Aussi, les membres ont convenu de la nécessité de réformer l'OMC et de la rendre apte à répondre aux besoins du commerce au 21e siècle.  Un élément important de cette réforme est la réforme du système de règlement des différends de l'OMC, qui a été entravé par l'absence de notre organe d'appel. Les membres ont convenu de mettre en place un système de règlement des différends pleinement fonctionnel d'ici 2024.

Comme je l'ai mentionné, l'agriculture demeure une question d'intérêt central pour beaucoup de nos membres. Ces derniers veulent progresser dans ce domaine, ils ne veulent pas attendre 20 ans de plus pour un accord. La Directrice générale, Ngozi Okonjo-Iweala, a dirigé une "retraite" de réflexion sur la question de l'agriculture le mois dernier dans le but d'explorer les moyens de sortir de l'impasse grâce à de nouveaux modes de pensée et de nouvelles approches.

Si, à première vue, cela peut sembler logique étant données les vulnérabilités de la chaîne d'approvisionnement désormais évidentes, le fait de ne commercer et d'investir qu'avec des amis et des alliés pourrait conduire à une fragmentation. Et une fragmentation plus large serait économiquement coûteuse pour toutes les économies.

- Bloc de données
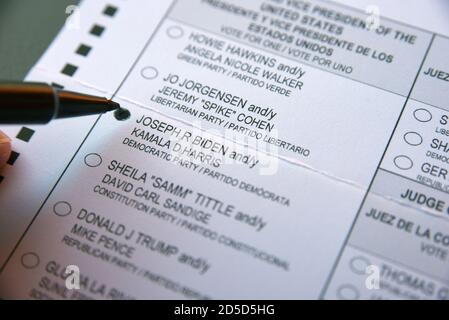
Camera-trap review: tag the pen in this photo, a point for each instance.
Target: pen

- Questions de compréhension
[1] Les affirmations suivantes concordent-elles avec le texte étudié ? Pour chacune, répondez par oui ou par non, en citant textuellement les mots du texte qui tranchent.
(a) Les membres ont décidé de rendre le système de règlement des différends pleinement fonctionnel d'ici 2024.
(b) Les membres sont disposés à attendre encore 20 ans pour un accord sur l'agriculture.
(c) La retraite de réflexion sur l'agriculture a été dirigée par la Directrice générale.
[2] Recopiez à l'identique le passage du texte étudié qui commence par « Aussi, les membres » et se poursuit jusqu'à « de nouvelles approches. ».

- Corrigé des exercices
[1]
(a) Oui : « Les membres ont convenu de mettre en place un système de règlement des différends pleinement fonctionnel d'ici 2024. »
(b) Non : « ils ne veulent pas attendre 20 ans de plus pour un accord »
(c) Oui : « La Directrice générale, Ngozi Okonjo-Iweala, a dirigé une "retraite" de réflexion sur la question de l'agriculture »

[2]
Aussi, les membres ont convenu de la nécessité de réformer l'OMC et de la rendre apte à répondre aux besoins du commerce au 21e siècle.  Un élément important de cette réforme est la réforme du système de règlement des différends de l'OMC, qui a été entravé par l'absence de notre organe d'appel. Les membres ont convenu de mettre en place un système de règlement des différends pleinement fonctionnel d'ici 2024.

Comme je l'ai mentionné, l'agriculture demeure une question d'intérêt central pour beaucoup de nos membres. Ces derniers veulent progresser dans ce domaine, ils ne veulent pas attendre 20 ans de plus pour un accord. La Directrice générale, Ngozi Okonjo-Iweala, a dirigé une "retraite" de réflexion sur la question de l'agriculture le mois dernier dans le but d'explorer les moyens de sortir de l'impasse grâce à de nouveaux modes de pensée et de nouvelles approches.